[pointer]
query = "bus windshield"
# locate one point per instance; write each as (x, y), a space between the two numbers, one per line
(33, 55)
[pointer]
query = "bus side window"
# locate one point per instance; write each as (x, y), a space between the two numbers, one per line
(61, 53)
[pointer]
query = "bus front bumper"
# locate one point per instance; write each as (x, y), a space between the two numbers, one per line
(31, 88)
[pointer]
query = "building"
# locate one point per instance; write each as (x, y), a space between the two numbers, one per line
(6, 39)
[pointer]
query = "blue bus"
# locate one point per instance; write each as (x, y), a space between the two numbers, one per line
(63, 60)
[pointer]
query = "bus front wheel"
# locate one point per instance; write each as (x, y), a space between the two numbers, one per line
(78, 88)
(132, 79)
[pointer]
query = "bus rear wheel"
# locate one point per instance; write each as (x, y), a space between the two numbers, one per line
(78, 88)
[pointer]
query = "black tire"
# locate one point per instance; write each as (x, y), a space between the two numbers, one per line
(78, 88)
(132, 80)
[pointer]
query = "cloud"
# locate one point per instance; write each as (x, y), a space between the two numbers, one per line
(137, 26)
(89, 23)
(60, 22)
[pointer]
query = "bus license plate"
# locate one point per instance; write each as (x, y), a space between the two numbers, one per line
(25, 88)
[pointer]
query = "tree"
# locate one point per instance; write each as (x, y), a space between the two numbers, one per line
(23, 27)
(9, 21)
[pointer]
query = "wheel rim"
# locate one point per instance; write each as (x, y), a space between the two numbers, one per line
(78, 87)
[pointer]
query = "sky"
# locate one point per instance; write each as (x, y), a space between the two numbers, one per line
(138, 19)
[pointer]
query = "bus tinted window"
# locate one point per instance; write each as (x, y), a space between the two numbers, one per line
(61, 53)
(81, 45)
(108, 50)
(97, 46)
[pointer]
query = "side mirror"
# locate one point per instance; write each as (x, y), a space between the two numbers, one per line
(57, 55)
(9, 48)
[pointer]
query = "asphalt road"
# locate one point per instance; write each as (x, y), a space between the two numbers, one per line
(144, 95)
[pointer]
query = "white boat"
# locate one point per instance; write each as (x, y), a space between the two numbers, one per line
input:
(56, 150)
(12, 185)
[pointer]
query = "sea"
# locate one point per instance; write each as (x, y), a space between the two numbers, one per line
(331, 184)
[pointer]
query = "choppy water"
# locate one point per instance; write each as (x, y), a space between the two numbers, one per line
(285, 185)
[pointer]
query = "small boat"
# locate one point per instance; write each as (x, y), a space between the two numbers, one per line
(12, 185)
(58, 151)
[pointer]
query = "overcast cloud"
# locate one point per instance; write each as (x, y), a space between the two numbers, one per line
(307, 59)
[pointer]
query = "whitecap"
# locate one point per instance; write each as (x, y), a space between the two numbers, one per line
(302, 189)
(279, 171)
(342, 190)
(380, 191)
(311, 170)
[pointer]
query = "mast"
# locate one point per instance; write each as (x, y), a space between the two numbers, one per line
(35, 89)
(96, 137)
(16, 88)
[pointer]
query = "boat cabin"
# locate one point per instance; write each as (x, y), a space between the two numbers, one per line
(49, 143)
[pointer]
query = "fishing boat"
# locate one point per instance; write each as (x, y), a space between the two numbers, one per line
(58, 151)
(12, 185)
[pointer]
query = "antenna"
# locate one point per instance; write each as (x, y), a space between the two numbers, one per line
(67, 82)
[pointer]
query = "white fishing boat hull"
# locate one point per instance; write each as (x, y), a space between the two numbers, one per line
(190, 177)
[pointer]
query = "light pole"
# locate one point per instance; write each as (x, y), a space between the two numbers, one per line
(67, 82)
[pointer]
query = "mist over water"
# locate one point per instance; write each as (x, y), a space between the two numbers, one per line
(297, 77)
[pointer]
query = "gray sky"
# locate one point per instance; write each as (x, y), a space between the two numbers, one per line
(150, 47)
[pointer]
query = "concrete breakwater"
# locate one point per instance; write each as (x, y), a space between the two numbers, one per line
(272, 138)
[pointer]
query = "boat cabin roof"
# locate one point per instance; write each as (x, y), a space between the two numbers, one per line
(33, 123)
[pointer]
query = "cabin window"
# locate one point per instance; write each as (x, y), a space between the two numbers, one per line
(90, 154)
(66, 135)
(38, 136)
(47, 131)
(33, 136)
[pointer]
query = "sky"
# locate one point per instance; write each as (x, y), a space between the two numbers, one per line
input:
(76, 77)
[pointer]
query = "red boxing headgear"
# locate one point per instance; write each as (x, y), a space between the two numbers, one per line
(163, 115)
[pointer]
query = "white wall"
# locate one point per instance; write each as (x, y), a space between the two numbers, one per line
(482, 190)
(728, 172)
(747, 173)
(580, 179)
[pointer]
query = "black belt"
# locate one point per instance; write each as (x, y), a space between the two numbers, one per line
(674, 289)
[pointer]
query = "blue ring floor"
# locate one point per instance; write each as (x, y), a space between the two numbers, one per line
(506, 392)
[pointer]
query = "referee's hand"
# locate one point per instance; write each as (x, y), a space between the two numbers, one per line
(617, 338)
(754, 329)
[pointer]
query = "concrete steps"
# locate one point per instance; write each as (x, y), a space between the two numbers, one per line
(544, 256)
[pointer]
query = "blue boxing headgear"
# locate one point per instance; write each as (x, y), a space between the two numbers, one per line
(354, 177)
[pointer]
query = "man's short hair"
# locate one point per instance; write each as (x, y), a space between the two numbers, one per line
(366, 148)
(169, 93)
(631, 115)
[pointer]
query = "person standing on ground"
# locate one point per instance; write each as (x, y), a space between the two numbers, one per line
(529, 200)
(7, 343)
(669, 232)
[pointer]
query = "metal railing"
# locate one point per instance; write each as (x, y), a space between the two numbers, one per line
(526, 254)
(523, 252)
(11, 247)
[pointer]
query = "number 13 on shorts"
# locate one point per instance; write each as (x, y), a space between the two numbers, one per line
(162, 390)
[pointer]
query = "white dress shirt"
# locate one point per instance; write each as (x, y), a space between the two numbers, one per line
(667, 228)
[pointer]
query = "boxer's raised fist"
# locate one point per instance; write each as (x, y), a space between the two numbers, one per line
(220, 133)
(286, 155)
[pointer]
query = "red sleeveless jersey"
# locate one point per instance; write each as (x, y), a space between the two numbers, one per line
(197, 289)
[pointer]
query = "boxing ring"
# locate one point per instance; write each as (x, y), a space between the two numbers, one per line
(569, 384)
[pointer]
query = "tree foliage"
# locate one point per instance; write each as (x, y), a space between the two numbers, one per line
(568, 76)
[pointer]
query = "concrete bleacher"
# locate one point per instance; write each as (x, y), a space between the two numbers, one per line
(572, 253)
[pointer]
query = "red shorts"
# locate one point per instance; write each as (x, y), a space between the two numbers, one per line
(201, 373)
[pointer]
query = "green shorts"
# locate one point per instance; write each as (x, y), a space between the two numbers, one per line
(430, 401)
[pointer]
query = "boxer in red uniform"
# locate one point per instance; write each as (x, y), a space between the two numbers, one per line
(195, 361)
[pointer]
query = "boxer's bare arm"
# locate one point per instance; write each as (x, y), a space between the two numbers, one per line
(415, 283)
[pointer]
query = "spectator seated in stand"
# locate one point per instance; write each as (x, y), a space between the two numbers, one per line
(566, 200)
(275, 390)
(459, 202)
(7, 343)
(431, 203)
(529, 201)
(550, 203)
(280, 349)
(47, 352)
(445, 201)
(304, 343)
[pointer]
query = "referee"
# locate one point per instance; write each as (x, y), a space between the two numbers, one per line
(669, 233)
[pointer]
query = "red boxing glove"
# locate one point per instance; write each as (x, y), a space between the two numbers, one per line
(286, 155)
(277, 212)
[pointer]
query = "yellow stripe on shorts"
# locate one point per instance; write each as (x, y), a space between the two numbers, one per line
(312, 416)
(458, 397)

==============================

Among the entries above, how many lines hold the string "cabin"? Respond with nothing but the number.

Written solution = 3